### How to complete this task
Please set down only the lines between the line containing "of the hanging" and the end of the records, inclusive, exactly as they stand.

BEGIN Records for the task

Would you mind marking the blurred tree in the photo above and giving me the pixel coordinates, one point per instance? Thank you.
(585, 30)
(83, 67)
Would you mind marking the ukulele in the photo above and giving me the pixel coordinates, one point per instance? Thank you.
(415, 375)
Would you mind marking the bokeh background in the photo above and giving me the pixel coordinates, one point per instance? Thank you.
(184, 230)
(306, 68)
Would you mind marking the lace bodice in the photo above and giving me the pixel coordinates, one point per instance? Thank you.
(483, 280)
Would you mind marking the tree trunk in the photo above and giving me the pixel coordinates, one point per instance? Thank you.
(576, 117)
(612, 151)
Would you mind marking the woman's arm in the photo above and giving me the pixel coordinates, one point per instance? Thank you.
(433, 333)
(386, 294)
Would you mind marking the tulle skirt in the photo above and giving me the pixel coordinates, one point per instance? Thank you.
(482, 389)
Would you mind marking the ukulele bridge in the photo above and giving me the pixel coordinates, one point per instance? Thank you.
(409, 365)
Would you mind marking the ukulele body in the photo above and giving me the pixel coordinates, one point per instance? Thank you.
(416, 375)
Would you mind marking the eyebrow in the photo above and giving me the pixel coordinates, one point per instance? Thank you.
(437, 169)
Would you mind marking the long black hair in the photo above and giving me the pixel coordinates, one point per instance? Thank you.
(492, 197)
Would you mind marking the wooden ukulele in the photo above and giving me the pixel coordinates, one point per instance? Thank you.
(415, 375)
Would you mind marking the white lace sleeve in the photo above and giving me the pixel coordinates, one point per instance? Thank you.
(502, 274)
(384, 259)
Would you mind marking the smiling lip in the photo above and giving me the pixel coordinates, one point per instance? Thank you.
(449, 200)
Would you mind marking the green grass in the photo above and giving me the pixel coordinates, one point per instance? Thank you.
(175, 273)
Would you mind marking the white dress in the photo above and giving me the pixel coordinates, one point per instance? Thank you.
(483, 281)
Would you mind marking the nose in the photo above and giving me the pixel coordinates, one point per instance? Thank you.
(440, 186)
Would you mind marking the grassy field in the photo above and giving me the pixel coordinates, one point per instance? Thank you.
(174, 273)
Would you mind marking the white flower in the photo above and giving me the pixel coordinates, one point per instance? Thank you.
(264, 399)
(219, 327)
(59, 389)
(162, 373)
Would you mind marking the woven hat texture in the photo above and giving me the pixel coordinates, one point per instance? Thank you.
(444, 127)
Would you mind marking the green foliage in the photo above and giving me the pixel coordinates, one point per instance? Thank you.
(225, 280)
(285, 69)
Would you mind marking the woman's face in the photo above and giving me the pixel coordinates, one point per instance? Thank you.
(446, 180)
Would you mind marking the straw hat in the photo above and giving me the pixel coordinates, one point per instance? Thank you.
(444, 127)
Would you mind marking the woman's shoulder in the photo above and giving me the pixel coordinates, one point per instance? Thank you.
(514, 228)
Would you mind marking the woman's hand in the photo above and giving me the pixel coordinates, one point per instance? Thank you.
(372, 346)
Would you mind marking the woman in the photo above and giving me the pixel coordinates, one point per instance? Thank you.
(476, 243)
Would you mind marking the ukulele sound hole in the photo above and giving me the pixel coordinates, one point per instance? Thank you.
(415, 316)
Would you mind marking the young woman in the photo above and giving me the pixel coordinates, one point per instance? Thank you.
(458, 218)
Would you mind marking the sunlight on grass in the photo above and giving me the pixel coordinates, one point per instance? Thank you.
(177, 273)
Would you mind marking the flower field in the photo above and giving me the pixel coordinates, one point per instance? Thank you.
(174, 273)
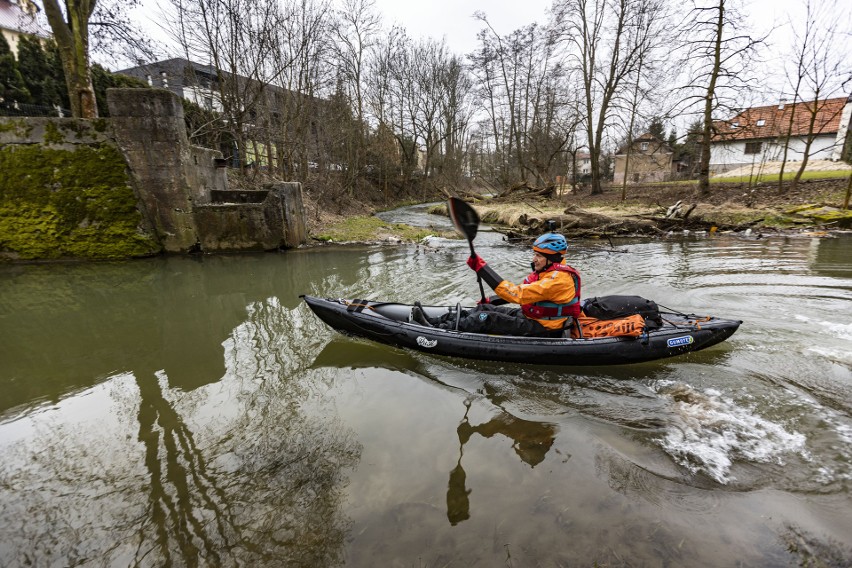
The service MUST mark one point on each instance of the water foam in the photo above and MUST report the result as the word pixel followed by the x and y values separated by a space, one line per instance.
pixel 708 432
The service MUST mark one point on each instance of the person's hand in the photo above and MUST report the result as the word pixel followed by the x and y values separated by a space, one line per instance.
pixel 476 263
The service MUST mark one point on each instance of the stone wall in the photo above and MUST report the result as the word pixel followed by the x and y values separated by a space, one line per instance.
pixel 65 192
pixel 128 186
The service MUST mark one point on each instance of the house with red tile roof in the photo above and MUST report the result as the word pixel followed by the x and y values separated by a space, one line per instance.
pixel 19 18
pixel 759 134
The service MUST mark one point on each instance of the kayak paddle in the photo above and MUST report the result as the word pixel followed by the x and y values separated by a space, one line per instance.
pixel 466 221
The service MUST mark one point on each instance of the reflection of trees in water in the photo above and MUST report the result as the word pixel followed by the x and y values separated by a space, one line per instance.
pixel 530 440
pixel 244 472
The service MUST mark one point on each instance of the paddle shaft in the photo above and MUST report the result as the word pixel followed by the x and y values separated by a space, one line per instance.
pixel 466 220
pixel 478 277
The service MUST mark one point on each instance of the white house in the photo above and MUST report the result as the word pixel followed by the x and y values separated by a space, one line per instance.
pixel 759 134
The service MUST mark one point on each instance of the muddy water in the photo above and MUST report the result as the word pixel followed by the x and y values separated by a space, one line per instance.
pixel 186 411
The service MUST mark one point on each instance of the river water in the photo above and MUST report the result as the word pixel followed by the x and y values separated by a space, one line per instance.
pixel 192 411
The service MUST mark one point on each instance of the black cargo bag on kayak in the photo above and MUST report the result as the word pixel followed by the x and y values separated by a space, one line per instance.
pixel 613 307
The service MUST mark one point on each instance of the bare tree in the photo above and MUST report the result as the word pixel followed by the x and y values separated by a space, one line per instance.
pixel 358 25
pixel 605 39
pixel 820 66
pixel 720 51
pixel 70 25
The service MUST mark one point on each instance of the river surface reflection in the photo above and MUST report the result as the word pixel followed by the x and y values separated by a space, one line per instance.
pixel 192 411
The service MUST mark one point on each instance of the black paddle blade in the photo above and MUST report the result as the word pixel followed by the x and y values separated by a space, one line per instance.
pixel 464 217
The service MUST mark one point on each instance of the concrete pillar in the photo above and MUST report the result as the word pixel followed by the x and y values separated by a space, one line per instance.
pixel 148 125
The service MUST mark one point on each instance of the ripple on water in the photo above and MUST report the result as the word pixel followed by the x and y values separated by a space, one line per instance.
pixel 708 432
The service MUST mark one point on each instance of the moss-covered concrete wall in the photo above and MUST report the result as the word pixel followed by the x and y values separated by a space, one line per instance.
pixel 65 192
pixel 128 186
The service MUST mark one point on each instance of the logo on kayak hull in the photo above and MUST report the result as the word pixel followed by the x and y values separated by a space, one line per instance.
pixel 680 341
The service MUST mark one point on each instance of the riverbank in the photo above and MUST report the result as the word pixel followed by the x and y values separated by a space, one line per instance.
pixel 815 207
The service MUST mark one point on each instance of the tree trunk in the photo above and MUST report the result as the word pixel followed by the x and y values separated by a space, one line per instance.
pixel 707 132
pixel 72 38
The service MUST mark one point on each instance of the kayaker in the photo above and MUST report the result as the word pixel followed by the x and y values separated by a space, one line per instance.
pixel 549 297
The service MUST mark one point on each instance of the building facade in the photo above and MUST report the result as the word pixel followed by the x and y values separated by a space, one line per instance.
pixel 651 160
pixel 760 134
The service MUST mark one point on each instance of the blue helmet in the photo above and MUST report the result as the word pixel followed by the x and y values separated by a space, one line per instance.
pixel 550 243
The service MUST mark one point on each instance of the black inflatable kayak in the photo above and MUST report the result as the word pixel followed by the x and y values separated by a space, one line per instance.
pixel 388 322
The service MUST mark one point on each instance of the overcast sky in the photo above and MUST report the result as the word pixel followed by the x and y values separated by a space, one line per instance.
pixel 453 20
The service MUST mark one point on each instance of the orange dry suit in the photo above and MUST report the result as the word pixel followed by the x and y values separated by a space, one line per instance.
pixel 549 297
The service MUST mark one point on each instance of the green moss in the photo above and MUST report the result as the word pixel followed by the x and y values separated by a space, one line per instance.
pixel 20 127
pixel 100 124
pixel 68 203
pixel 52 134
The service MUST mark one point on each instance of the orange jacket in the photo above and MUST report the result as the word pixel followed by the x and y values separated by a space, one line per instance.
pixel 551 286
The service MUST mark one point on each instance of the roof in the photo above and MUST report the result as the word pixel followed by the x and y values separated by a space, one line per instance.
pixel 14 18
pixel 774 120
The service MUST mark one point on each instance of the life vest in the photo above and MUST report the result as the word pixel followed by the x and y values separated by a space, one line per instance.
pixel 552 310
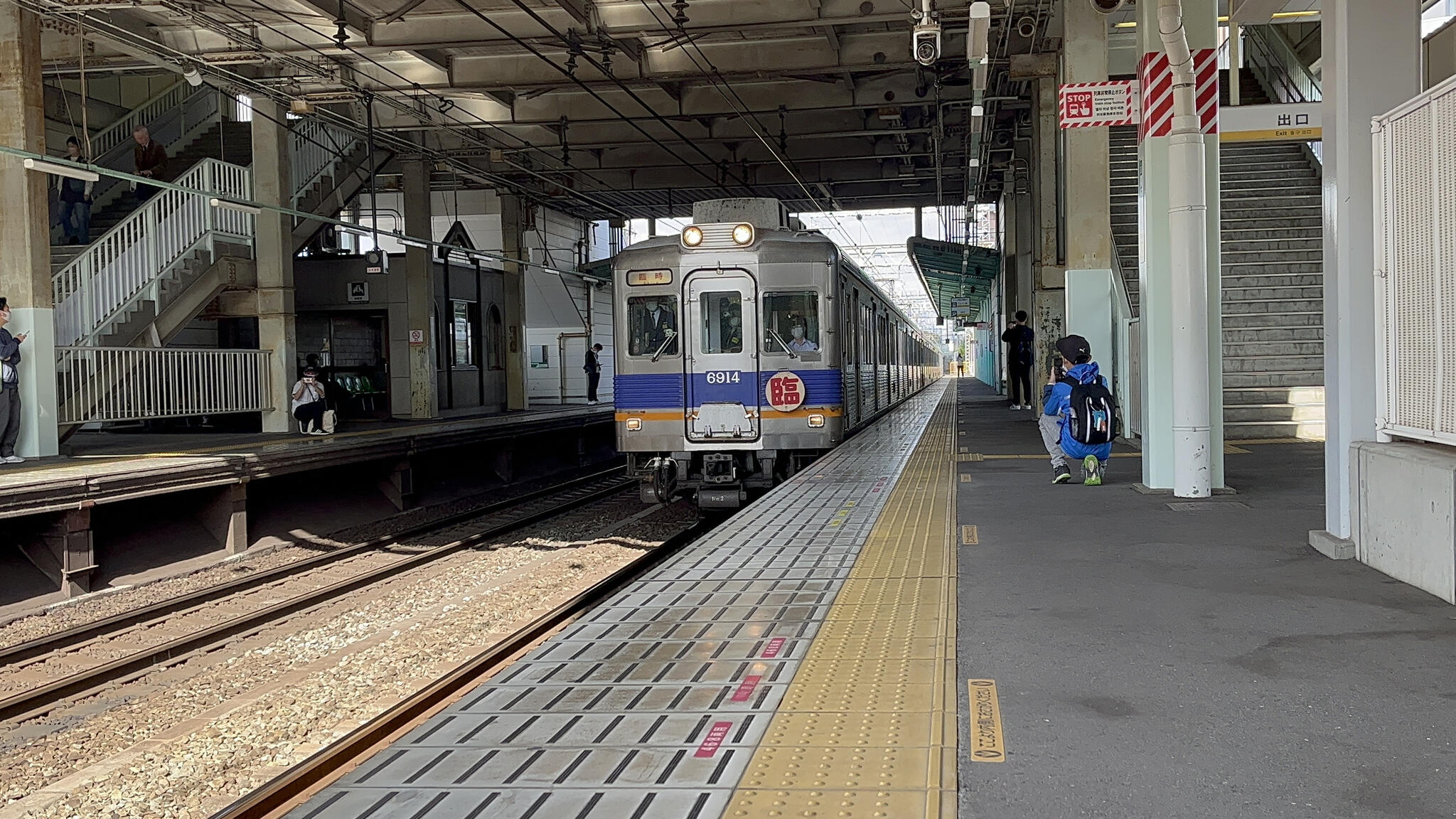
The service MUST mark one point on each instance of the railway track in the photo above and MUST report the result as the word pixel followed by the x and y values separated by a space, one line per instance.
pixel 43 674
pixel 300 781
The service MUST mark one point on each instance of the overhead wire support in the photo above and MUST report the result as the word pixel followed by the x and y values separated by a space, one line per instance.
pixel 616 80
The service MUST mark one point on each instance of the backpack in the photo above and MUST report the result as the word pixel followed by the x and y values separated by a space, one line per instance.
pixel 1094 413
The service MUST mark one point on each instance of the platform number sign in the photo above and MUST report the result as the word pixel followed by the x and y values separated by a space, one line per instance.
pixel 785 392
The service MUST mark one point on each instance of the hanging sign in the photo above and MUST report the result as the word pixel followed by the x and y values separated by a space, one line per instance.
pixel 1094 105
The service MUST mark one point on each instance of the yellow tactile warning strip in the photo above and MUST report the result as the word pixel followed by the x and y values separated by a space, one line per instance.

END Records for the task

### Completed task
The service MUST mark one point on each instance of the hanging sign in the photo above and MUST report the result as the word pixel followed by the x and y values separated by a space, one line per instance.
pixel 1094 105
The service MUST mark one point on each instance of the yellow tactile warning strip in the photo above and MUST report the result as the word pixel followed by the x and y values separated by a space, one line per instance.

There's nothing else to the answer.